◆ Rows
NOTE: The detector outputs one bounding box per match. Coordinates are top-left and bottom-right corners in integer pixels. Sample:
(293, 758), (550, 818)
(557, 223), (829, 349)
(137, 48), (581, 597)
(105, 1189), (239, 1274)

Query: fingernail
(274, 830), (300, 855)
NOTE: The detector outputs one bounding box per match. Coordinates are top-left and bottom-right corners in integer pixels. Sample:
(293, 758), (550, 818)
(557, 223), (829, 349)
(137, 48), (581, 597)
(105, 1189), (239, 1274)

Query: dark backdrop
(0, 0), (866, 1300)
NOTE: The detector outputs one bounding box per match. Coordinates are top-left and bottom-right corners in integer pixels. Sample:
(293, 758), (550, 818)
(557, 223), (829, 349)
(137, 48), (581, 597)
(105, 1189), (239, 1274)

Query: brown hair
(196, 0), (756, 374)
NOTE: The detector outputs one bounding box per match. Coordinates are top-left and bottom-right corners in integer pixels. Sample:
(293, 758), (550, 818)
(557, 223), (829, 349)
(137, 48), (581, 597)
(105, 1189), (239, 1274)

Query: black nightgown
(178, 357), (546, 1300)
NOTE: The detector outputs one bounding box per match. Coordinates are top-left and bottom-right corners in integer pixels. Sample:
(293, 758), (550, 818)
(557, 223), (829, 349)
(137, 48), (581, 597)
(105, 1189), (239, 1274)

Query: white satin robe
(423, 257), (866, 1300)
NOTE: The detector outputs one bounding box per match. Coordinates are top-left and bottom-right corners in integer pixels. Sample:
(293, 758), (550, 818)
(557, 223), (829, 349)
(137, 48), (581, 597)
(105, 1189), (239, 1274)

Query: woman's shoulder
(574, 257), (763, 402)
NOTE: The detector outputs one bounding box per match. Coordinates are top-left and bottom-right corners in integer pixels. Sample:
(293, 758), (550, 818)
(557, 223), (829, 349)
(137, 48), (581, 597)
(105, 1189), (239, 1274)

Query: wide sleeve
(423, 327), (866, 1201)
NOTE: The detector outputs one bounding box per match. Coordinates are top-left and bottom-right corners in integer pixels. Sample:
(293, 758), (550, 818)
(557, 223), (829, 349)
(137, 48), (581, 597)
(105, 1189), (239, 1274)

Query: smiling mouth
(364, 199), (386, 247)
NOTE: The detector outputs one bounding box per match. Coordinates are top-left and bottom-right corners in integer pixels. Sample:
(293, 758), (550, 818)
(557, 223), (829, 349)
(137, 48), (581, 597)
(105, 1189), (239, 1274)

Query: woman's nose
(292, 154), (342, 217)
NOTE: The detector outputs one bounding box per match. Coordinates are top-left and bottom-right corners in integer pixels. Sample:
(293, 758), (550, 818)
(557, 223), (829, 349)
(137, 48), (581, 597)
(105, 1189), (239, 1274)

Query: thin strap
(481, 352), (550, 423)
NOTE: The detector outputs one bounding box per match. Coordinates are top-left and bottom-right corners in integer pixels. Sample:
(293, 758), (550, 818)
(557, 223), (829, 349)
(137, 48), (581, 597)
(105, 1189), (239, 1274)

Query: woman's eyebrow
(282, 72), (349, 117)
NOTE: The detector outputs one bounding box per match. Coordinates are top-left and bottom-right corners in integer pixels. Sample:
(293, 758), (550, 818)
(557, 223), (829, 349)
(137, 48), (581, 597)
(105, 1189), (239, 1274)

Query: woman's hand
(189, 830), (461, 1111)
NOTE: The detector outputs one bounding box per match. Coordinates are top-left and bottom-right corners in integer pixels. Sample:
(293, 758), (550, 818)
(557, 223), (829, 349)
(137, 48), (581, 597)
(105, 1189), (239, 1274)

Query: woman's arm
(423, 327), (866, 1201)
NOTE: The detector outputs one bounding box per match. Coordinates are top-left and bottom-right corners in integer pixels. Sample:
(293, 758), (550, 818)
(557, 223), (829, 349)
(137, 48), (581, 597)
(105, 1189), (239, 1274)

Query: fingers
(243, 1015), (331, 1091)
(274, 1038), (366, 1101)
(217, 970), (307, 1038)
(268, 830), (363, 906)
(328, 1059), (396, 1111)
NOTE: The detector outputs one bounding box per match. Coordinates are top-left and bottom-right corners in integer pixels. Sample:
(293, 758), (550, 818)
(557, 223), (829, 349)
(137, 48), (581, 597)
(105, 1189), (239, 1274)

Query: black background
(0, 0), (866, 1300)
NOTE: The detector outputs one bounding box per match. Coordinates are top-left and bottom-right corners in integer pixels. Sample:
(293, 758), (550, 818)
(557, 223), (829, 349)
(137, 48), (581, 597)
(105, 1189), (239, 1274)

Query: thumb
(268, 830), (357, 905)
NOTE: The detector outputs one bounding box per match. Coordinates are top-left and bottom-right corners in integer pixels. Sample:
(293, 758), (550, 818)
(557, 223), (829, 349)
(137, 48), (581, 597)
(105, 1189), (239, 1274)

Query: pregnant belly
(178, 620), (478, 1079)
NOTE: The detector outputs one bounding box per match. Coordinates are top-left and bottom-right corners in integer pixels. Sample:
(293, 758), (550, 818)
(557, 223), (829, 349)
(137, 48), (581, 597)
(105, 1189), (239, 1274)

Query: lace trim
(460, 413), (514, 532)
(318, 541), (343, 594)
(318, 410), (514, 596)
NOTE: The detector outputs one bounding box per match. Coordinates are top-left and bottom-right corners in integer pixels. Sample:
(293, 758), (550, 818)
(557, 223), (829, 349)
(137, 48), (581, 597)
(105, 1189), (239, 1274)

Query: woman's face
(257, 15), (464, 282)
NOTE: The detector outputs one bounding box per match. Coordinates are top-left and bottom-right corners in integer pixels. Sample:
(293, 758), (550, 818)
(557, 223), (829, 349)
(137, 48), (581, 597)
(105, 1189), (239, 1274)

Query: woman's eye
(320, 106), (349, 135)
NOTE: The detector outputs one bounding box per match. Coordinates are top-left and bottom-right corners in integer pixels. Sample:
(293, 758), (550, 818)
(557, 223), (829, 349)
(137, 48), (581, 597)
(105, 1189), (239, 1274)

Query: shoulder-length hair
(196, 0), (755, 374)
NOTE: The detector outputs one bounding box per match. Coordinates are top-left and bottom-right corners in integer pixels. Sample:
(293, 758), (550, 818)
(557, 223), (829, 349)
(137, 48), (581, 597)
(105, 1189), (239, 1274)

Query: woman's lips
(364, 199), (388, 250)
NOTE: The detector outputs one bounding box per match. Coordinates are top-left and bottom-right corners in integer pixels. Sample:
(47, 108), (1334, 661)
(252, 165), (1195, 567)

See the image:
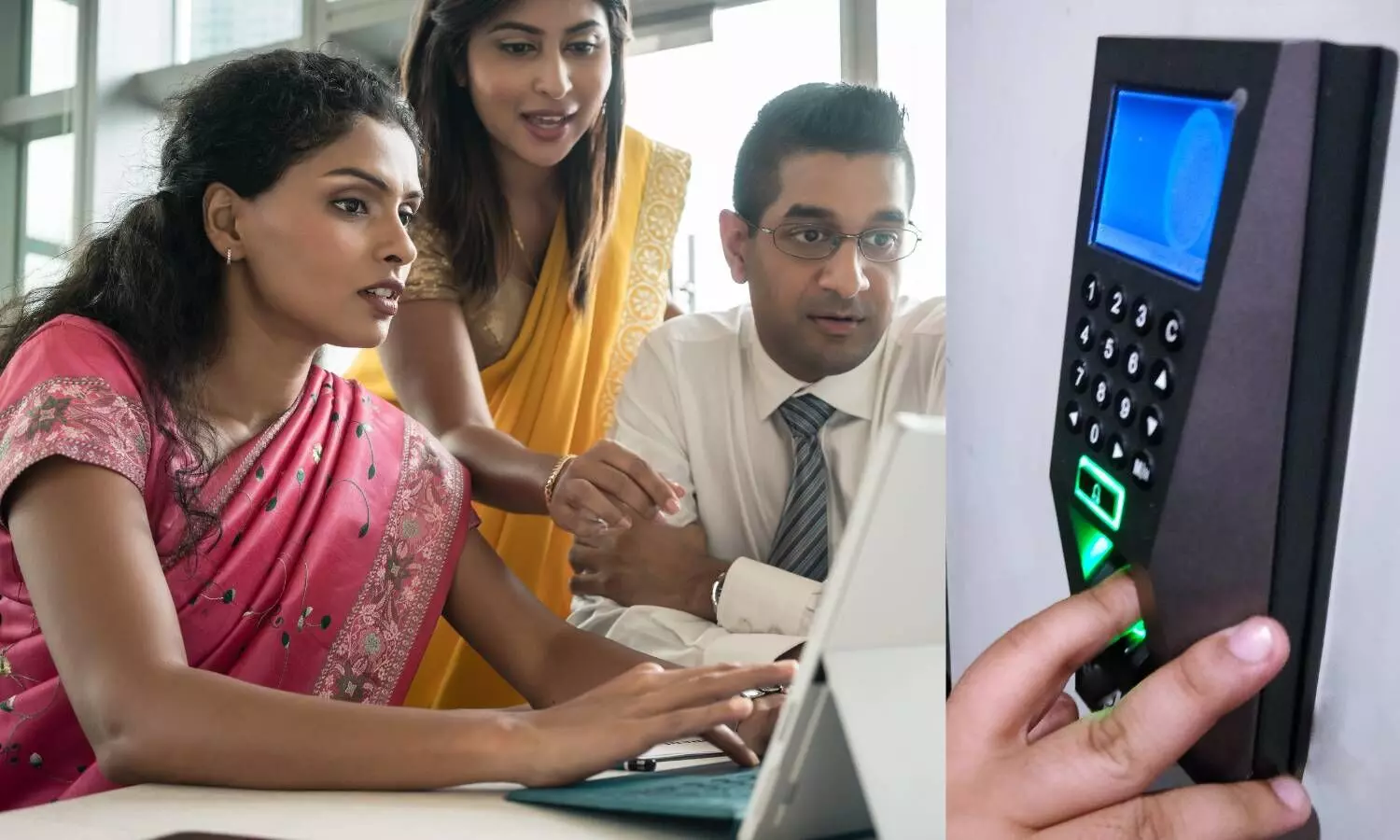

◆ Task prompt
Count the lines above that contain the string "black". Reply with only the number.

◆ Response
2